What is expected:
Could you write out every record below exactly, leaving the pictures out?

[Given data — start]

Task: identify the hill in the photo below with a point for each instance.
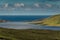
(28, 34)
(50, 21)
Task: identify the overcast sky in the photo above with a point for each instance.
(29, 7)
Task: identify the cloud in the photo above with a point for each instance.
(28, 9)
(19, 4)
(49, 5)
(37, 5)
(6, 5)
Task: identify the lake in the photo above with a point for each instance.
(25, 25)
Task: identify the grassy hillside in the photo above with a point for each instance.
(50, 21)
(12, 34)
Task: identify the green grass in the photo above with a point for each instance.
(28, 34)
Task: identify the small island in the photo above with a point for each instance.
(50, 21)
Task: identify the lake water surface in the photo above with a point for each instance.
(25, 25)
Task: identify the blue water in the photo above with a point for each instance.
(23, 18)
(25, 25)
(22, 24)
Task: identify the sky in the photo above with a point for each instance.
(29, 7)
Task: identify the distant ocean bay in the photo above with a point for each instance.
(23, 18)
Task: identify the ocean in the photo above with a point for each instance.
(20, 22)
(23, 18)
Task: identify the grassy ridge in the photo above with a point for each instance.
(50, 21)
(29, 34)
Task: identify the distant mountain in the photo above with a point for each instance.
(50, 21)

[Given data — finish]

Output of the task:
Task: identify the hill in the photo below with a point for each instance.
(28, 34)
(50, 21)
Task: identify the overcast sky in the photo above with a point for each instance.
(29, 7)
Task: identify the cloud in the photo above with a point for each instance.
(28, 9)
(19, 4)
(49, 5)
(37, 5)
(6, 5)
Task: identify the lake in the photo above with a point for each instance.
(25, 25)
Task: identify the grassy hillside in the photo above with a point for each instance.
(50, 21)
(12, 34)
Task: identify the green grass in the photo above with a point for each instance.
(28, 34)
Task: identify the small island in the photo above with a point for each instance.
(50, 21)
Task: identify the lake water surface in the photo above with a point for each instance.
(25, 25)
Task: identify the blue water in the photo above with a point for each instance.
(23, 18)
(25, 25)
(22, 24)
Task: identify the sky in the photo above with a point for each instance.
(29, 7)
Task: identify the distant ocean bay in the photo above with a point for each instance.
(23, 18)
Task: identify the ocean in the photo above with a point for each instance.
(20, 22)
(23, 18)
Task: identify the grassy ridge in the photo above with a point for each instance.
(50, 21)
(29, 34)
Task: identify the distant mountain in the photo above with a point for each instance.
(50, 21)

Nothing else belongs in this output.